**DATA PROVIDED:**
***
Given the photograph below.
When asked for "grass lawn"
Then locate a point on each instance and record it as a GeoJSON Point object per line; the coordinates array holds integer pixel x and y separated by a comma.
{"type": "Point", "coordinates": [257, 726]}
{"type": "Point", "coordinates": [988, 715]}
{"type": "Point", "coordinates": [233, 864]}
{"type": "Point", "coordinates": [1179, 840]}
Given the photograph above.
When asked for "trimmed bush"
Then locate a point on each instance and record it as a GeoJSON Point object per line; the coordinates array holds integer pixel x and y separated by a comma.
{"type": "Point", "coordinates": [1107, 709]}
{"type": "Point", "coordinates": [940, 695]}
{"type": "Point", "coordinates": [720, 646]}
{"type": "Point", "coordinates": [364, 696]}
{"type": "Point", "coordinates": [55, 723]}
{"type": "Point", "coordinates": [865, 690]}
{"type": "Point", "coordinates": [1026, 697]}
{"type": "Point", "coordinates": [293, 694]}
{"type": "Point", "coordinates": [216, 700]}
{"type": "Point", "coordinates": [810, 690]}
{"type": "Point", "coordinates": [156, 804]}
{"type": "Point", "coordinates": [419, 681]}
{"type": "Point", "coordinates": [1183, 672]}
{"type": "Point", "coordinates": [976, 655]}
***
**WRITTEN REQUEST:**
Please recast the records above as a two-column CSV with the header input,output and one row per record. Put each record's text in input and its answer in output, with each value in a single quoted field and its line breaks replaced by spaces.

**THE ANSWER:**
input,output
"Given the photograph below. When asked for ""grass lawn"" Then locate a point on each instance and record it as a GeoJSON Point object per line; the coordinates array holds integer pixel x and y separated by a comma.","{""type"": ""Point"", ""coordinates"": [257, 726]} {""type"": ""Point"", ""coordinates"": [988, 715]} {""type"": ""Point"", ""coordinates"": [233, 864]} {""type"": ""Point"", ""coordinates"": [1179, 840]}"
"Given the photograph above. When asked for ""trimmed bush"" Then locate a point on each instance and record it as a GeoJSON Point object per line; the coordinates array holds integer pixel x and y separated by a comma.","{""type"": ""Point"", ""coordinates"": [1107, 709]} {""type"": ""Point"", ""coordinates"": [940, 695]} {""type"": ""Point"", ""coordinates"": [720, 646]} {""type"": ""Point"", ""coordinates"": [364, 696]} {""type"": ""Point"", ""coordinates"": [55, 723]} {""type"": ""Point"", ""coordinates"": [865, 690]} {""type"": ""Point"", ""coordinates"": [1026, 697]} {""type"": ""Point"", ""coordinates"": [293, 694]} {""type"": ""Point"", ""coordinates"": [216, 700]} {""type"": ""Point"", ""coordinates"": [810, 690]} {""type"": ""Point"", ""coordinates"": [156, 804]} {""type"": ""Point"", ""coordinates"": [419, 681]} {""type"": ""Point"", ""coordinates"": [1183, 672]} {""type"": ""Point"", ""coordinates"": [976, 655]}"